* _Seçilmiş metin_
2. Dünya Savaşı'nın Avrupa bacağı sona erdikten sonra, Atlantik İttifakı'nın lideri ve zaferin mimarı olan ABD, Batı Dünyası'nın tartışılmaz öncüsü olarak küresel ekonomi-politik sistemi yeniden tasarlamaya karar verdiğinde, uluslararası siyaset bacağında Birleşmiş Milletler (BM) ve NATO'yla, uluslararası ekonomi ve finans bacağında 'Bretton Woods' Sistemi ile birlikte IMF ve Dünya Bankası'yla (WB) uluslararası ticaret bacağında ise Genişletilmiş Tarifeler ve Ticaret Anlaşması (GATT) tanıştık. GATT Anlaşması 1996'da Dünya Ticaret Örgütü'ne (WTO) dönüştü. 1948 ile 1960 arası Avrupa'yı yeniden ayağa kaldıracak Marshall Yardım Planı için kurulmuş olan Avrupa Ekonomik İşbirliği Komitesi (OEEC) ise, 1961'de OECD oldu. Bretton Woods'un özü ABD Doları'nı evrensel para birimi ve dünya merkez bankaları için en muteber uluslararası rezerv para yapmaktı.

* _Görev_
Savaş sonrası küresel ekonomik düzeni anlatan metni, son cümlesinden sonrasını yazarak sürdürünüz. Kayıtlar başka bir kaynaktan alınmıştır.

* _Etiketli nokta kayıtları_

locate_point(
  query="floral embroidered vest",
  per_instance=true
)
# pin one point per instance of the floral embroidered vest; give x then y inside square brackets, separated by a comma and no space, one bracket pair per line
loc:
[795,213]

* _Doğru cevap_
Bu sayede, dünya merkez bankalarının rezervleri içerisinde 1929 Büyük Buhranı sonrasında payı yüzde 20'lerin altında olan ABD Doları, bu defa 1970'lerin başlarında yüzde 85'leri yakalamış; Bretton Woods Sistemi'ne, ABD Doları'nın 'Altın'a konvertibl olmasına güvenen önde gelen ekonomiler merkez bankalarındaki altın rezervini en düşük seviyelere indirmişlerdi. Hemen ardından gelen Vietnam fiyaskosu, 1973-79 petrol krizleri ve ABD ekonomisi açısından 'hiperenflasyon' olarak adlandırılabilecek, ABD halkı için satın alma gücü erimesi anlamına gelecek 10 yıllık dönemde, ABD Doları'nın dünya merkez bankaları rezervleri içindeki payı önce 1978'de yüzde 67'ye, ardından 1981'de yüzde 58'e ve son olarak G7 ekonomilerinin anlaştığı 'Plaza Oteli Mutabakatı' (The Plaza Accord) ile 1992'de yüzde 45'e geriledi. Bu defa, dünya merkez bankalarının tekrar biriktirdiği rezerv 'altın'dı.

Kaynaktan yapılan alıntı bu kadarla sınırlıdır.